— START OF Records shown —

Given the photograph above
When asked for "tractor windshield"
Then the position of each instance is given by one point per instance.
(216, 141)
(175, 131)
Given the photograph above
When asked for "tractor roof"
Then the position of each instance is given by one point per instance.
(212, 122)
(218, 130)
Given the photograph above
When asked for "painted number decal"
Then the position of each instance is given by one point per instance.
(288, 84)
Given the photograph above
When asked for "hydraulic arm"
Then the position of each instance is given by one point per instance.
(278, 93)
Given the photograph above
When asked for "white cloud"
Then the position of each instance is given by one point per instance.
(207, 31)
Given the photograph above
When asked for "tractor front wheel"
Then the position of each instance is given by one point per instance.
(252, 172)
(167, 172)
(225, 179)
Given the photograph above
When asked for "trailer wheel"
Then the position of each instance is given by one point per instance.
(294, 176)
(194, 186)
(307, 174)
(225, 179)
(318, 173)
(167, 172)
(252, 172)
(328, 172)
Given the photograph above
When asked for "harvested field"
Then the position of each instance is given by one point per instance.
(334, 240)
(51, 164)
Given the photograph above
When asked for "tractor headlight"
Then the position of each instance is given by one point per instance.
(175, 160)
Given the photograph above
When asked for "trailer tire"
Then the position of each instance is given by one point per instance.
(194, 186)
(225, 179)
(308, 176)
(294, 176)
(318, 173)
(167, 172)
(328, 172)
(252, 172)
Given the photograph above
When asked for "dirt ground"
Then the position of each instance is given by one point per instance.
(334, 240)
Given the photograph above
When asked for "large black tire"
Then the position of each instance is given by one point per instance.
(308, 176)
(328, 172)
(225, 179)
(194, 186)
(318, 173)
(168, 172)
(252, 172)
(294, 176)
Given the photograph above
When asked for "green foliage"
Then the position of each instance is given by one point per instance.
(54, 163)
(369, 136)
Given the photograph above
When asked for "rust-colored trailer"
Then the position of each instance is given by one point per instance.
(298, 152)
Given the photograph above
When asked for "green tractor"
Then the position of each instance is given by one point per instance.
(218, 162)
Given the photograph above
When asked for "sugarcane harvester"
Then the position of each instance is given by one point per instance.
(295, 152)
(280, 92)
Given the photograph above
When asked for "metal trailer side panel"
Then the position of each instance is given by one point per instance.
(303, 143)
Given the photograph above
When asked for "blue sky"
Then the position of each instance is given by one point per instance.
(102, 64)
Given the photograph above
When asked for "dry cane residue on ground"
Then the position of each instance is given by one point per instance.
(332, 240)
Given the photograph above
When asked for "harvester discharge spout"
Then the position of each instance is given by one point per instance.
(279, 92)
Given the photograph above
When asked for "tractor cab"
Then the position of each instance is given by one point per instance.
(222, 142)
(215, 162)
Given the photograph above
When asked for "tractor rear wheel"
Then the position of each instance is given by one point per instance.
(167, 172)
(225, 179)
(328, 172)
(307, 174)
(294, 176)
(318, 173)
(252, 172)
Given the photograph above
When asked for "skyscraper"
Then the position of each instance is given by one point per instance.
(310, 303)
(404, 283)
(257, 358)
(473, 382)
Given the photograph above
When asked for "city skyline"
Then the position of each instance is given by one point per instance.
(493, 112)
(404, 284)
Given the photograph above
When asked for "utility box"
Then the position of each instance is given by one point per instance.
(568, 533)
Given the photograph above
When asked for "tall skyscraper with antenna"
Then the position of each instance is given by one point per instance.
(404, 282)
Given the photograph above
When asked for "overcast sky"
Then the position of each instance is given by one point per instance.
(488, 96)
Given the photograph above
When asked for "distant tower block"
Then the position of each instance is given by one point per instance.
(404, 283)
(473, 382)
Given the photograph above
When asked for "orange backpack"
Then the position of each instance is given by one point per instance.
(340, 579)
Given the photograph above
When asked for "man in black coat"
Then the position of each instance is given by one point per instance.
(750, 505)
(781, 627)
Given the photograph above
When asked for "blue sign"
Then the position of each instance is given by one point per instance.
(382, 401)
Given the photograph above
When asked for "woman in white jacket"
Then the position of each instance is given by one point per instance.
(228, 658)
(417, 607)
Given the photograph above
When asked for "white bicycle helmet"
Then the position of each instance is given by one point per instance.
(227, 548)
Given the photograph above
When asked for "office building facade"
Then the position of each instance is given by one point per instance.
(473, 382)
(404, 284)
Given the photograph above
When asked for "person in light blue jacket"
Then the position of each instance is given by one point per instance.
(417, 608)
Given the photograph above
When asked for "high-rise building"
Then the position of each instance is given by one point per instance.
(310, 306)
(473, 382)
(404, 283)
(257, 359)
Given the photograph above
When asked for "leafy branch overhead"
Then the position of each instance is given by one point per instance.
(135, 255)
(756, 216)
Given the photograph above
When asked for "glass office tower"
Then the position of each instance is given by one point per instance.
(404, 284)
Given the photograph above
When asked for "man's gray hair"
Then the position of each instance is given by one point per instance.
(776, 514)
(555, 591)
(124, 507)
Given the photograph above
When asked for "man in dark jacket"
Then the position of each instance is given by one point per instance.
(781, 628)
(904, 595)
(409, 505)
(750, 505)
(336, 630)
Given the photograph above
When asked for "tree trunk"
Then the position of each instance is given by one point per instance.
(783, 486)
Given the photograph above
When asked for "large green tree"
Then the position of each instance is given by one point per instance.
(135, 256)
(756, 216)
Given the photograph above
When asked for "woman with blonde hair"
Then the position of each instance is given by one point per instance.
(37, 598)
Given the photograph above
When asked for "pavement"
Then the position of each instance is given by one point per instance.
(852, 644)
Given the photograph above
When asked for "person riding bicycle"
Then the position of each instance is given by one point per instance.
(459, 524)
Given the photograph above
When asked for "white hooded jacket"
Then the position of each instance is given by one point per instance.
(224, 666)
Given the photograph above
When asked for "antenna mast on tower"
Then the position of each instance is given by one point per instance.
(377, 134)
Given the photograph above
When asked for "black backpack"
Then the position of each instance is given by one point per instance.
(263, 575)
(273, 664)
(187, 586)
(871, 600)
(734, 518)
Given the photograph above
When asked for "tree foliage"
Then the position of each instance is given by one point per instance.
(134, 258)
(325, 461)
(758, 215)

— END OF Records shown —

▶ Problem details:
Select every line of the data above that contains the string "tree", treating uppercase and lowercase as different, and copy each one out.

▶ Answer to the task:
When asked for "tree trunk"
When asked for "large green tree"
When asked for "tree foliage"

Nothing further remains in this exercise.